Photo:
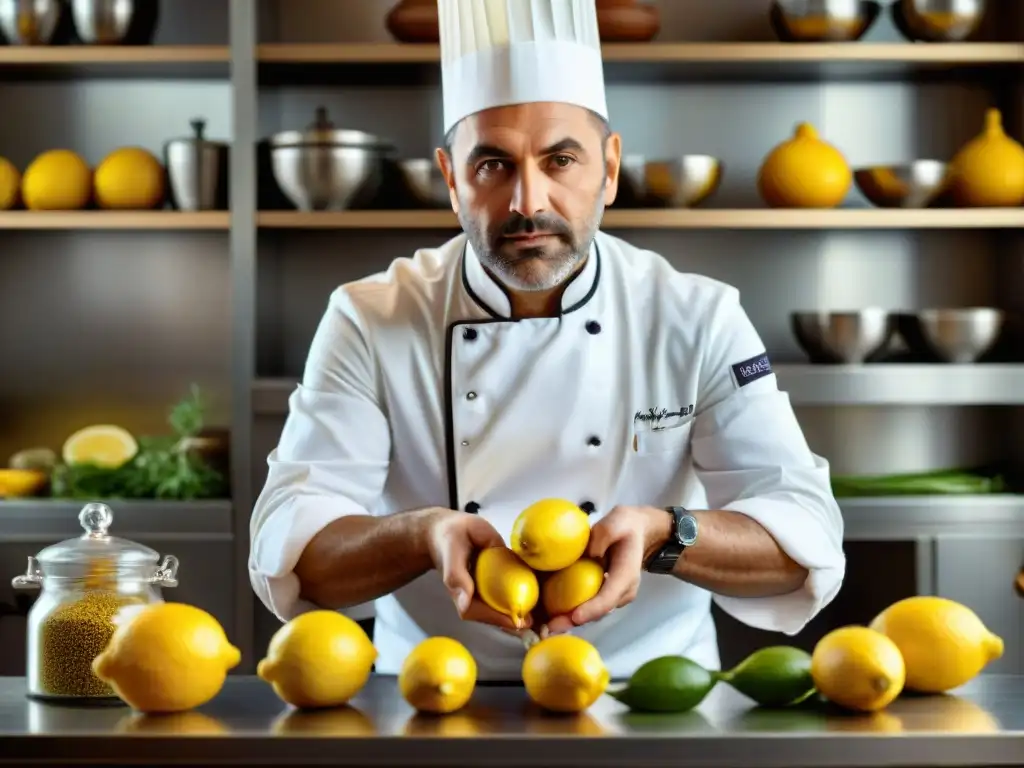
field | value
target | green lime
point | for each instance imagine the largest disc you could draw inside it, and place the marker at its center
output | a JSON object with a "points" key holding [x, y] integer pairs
{"points": [[777, 676], [667, 684]]}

+ + +

Print each of the records above exactly as written, leaving no picture in the copy.

● **Answer for the task**
Photo:
field | value
target | green lime
point | for each instance imagine the largest disc you could draw inside it, and place the marker at its center
output | a JSON object with a "points" key holding [x, y] integer pairs
{"points": [[777, 676], [667, 684]]}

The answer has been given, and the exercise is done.